#### APPLY WHAT YOU READ:
a) Using the passage on RAG systems for policy documents, decide whether each statement agrees with it: (i) the passage recommends fixed-size chunking for policy document retrieval; (ii) the passage says RAG systems lower the risk of misinterpretation in decision-making; (iii) the passage says RAG systems increase manual effort. Answer yes or no for each and quote the words that settle it.
b) According to the passage on RAG systems for policy documents, what two things should be invested in for production use?

#### PAGE EXTRACT:

The results shows that RAG systems can significantly improve information access in large policy documents by providing accurate, context-grounded answers. This reduces manual effort, speeds up analysis & lowers the risk of misinterpretation in decision-making processes.

###  Recommendations
Use recursive chunking with semantically strong embeddings for policy document retrieval.

Invest in scalable compute and reliable LLM APIs for production use.

#### DATA PROVIDED:
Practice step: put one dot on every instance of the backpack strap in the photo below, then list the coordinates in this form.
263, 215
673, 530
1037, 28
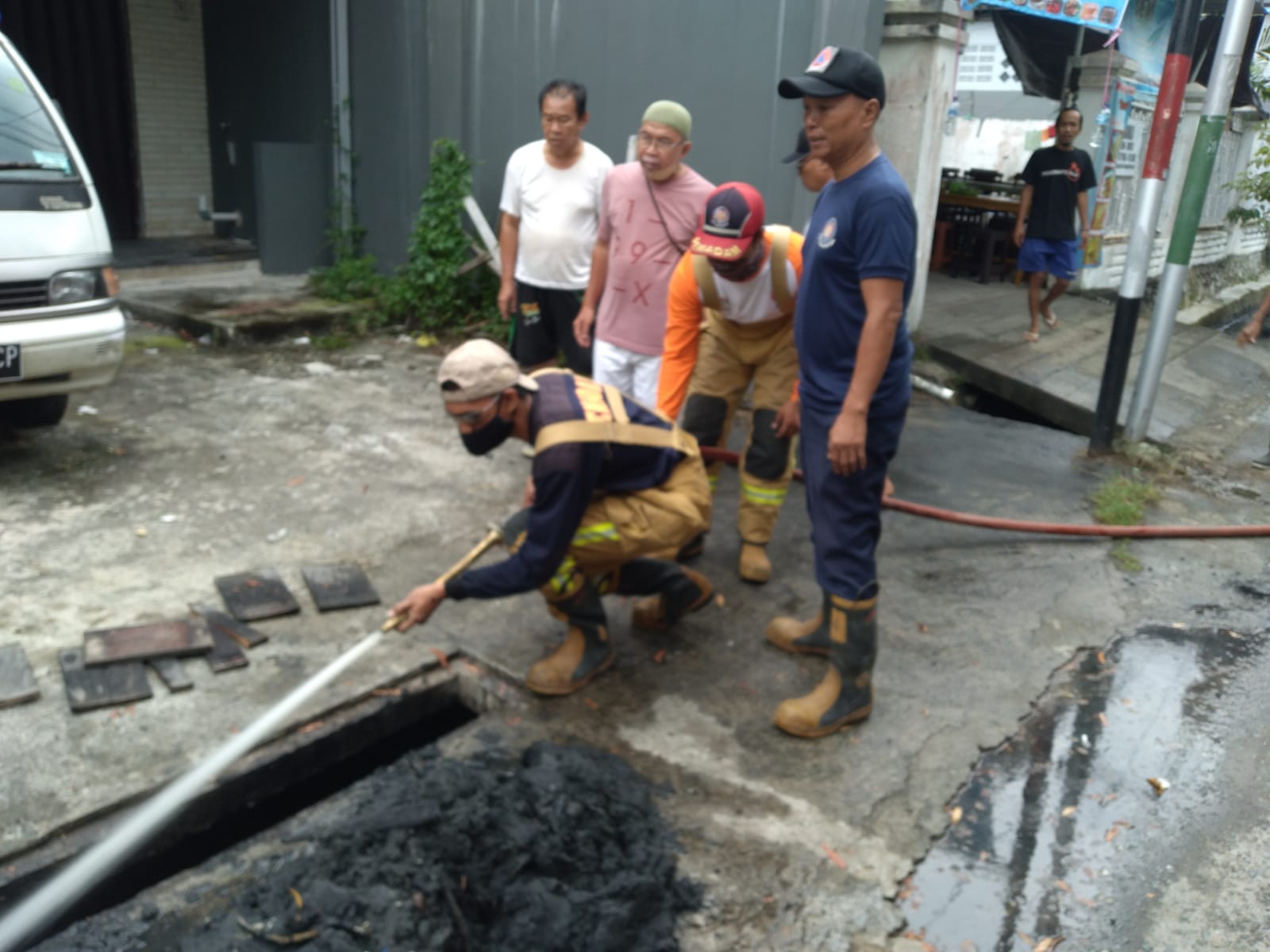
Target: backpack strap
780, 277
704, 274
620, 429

* * *

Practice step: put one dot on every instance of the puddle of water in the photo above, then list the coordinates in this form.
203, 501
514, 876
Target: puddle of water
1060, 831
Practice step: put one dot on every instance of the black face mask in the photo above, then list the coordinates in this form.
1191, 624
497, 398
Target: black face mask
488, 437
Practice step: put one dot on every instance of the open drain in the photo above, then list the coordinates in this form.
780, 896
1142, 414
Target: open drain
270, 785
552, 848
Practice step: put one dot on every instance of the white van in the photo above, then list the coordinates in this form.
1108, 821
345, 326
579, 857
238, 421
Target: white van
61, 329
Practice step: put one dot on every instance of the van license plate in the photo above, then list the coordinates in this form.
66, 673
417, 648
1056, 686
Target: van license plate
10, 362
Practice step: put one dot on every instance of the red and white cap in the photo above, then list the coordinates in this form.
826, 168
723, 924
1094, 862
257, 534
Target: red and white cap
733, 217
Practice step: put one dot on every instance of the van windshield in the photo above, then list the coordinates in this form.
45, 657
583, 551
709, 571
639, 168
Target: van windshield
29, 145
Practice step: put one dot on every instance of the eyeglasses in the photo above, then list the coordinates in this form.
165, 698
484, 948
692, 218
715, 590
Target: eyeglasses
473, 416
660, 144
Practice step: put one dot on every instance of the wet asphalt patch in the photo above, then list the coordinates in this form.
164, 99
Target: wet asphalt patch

...

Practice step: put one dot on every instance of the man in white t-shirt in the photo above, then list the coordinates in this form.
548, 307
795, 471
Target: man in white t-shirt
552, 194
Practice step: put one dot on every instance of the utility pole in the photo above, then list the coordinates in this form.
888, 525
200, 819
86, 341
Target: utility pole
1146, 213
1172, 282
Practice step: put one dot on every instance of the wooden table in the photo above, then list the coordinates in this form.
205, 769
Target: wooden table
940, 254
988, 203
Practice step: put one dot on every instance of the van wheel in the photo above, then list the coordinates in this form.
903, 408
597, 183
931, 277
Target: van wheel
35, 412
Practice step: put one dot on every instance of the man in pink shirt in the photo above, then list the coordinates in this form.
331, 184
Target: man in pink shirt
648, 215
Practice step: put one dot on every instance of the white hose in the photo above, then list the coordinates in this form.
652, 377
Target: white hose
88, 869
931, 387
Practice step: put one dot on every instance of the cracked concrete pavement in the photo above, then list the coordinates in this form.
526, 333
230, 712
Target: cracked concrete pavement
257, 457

#### TASK RESULTS:
a)
(i) No: "Use recursive chunking with semantically strong embeddings for policy document retrieval."
(ii) Yes: "lowers the risk of misinterpretation in decision-making processes"
(iii) No: "This reduces manual effort"

b) Scalable compute and reliable LLM APIs.